** GIVEN INSTRUCTION A **
From the rows, extract every line that contains the string "crouching", treating uppercase and lowercase letters as distinct.

** DOCUMENT TEXT **
--- Begin ---

One other question, however, yet remains, touching this mysterious fort, which we may be allowed to say only "Ossian and the Clyde" can enable us to answer—Why was such a fort ever thought of there at all? It was either to receive provisions and reinforcements from the sea; and if so, then it must have been on the very verge of the frith, and the water must have been sufficiently deep there. Or it was to watch the estuary of the Leven, and to prevent the native Caledonians either landing from the sea, or coming down from the hills to turn the flank of the Wall at Duntocher, and so surprising the Romans in the rear; and this, beyond doubt, was its most important purpose as a military station on the line. But we have elsewhere explained (in the work above alluded to) that there was a regular route for the Caledonians from Dunglass to Campsie, which still bears the name of Fingal; and Fyn-loch, the very first rendezvous on that line, is on the top of the hill immediately above the fort in question. The Romans, who must have been fully aware of this, made their own provision accordingly. In sight of that fort, therefore, Fingal and his people might embark or disembark on their expeditions through Dumbartonshire at pleasure; but it would require to be at a reasonable distance westward, on the sides of Dumbuck or in the quiet creek at Milton, if they wished to escape the catapults and crossbows of the conquerors of the world. Now the earthquake, which extended up the whole basin of the Clyde, seems to have changed all that. The fort was sunk or shattered, as we suppose, and the frith began to fall; and antiquarians who do not believe in Ossian, or who do not keep such obvious facts in view, have been puzzled ever since, and will be puzzled ever more, attempting to account for it.

--- End ---

** LISTING **
--- Begin ---

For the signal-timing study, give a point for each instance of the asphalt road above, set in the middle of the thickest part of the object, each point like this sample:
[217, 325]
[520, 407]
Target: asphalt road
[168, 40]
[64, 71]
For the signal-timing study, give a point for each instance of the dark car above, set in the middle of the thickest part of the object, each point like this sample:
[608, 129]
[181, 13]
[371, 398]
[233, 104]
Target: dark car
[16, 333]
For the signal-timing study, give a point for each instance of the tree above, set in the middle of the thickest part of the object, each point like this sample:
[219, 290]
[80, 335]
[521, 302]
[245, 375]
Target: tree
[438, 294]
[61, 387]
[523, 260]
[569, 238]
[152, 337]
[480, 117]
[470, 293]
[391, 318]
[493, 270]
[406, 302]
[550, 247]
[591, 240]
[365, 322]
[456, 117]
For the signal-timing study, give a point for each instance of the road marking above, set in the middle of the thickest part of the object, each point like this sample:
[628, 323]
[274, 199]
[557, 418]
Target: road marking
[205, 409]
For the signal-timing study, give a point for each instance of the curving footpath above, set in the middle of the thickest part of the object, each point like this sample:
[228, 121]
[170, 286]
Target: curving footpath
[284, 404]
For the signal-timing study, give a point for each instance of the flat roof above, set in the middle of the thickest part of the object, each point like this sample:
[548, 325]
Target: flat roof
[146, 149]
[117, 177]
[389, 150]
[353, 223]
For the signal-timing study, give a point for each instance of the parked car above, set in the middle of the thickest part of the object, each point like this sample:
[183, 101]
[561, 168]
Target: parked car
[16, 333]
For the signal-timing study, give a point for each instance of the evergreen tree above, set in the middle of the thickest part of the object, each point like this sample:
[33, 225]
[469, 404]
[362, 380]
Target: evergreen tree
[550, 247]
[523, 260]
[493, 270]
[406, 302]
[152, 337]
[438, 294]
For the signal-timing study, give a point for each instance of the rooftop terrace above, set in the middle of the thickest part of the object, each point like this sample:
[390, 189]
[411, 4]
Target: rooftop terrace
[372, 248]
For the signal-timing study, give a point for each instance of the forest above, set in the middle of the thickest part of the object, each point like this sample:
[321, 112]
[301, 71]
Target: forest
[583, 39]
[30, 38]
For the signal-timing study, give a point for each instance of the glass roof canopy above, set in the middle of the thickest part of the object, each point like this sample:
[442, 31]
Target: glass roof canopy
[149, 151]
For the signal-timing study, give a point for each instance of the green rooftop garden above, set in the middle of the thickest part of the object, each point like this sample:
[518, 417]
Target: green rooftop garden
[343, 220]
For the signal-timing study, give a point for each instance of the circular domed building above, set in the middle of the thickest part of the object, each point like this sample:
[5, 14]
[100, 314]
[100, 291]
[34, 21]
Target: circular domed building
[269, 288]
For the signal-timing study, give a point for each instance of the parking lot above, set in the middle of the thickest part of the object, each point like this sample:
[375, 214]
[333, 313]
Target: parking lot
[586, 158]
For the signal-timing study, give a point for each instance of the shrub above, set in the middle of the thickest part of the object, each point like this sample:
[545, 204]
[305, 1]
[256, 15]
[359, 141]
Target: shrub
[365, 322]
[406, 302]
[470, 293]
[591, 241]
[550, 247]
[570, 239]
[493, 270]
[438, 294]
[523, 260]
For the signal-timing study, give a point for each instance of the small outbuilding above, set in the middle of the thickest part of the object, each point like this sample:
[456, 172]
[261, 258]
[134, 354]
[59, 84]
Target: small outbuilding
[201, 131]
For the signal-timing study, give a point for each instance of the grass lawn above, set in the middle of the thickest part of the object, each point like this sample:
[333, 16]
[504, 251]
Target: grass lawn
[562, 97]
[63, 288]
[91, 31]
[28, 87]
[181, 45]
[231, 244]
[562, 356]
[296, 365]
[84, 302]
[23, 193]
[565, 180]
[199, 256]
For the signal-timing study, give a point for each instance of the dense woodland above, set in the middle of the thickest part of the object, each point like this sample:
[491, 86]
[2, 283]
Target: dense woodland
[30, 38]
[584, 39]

--- End ---
--- Begin ---

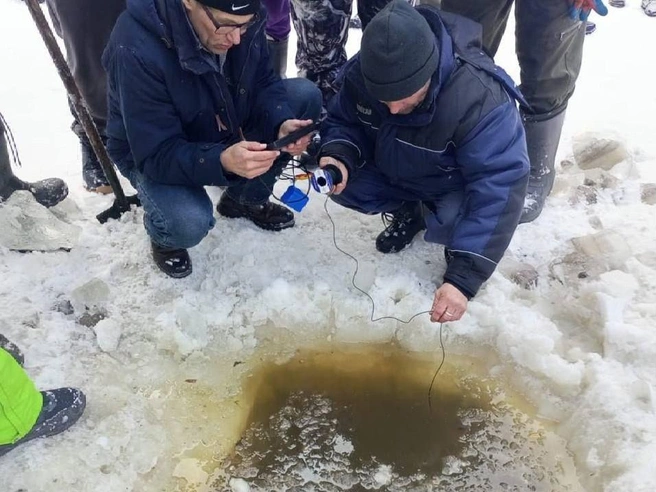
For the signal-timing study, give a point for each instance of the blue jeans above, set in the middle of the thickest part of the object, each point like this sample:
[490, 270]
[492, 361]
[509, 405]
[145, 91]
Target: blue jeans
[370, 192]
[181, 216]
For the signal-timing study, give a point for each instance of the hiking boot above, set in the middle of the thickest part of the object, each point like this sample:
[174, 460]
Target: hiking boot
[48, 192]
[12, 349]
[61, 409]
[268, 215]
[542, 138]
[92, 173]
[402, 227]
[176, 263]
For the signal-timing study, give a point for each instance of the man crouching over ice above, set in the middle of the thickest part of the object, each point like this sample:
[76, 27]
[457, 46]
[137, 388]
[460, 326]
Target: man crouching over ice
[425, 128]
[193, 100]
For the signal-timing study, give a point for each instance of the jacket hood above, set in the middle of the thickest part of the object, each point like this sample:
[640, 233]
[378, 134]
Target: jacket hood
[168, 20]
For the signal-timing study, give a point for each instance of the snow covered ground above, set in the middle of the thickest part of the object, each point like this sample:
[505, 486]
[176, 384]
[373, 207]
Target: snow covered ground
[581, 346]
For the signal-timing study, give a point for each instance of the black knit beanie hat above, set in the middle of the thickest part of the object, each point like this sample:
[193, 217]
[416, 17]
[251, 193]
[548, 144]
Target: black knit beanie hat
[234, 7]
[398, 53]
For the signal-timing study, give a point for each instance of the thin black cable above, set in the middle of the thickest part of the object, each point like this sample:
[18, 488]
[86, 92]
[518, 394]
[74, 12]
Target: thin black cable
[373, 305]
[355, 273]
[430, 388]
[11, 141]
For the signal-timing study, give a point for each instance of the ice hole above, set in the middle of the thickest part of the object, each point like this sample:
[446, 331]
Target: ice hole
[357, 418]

--- End ---

** GIVEN INSTRUCTION B **
According to the passage on the Roman fort by the Clyde, why would Fingal and his people have had to embark or disembark at a reasonable distance westward of the fort, such as on the sides of Dumbuck or at Milton? Answer in one to three sentences.

** EXERCISE ANSWER A **
For the signal-timing study, give a point for each instance of the man crouching over ice above, set in the middle of the thickest part of the object, each point like this sample:
Target: man crouching over ice

** EXERCISE ANSWER B **
They would have had to keep at such a distance to escape the catapults and crossbows of the Romans. The passage calls the Romans "the conquerors of the world," and their fort stood within sight of the landing places.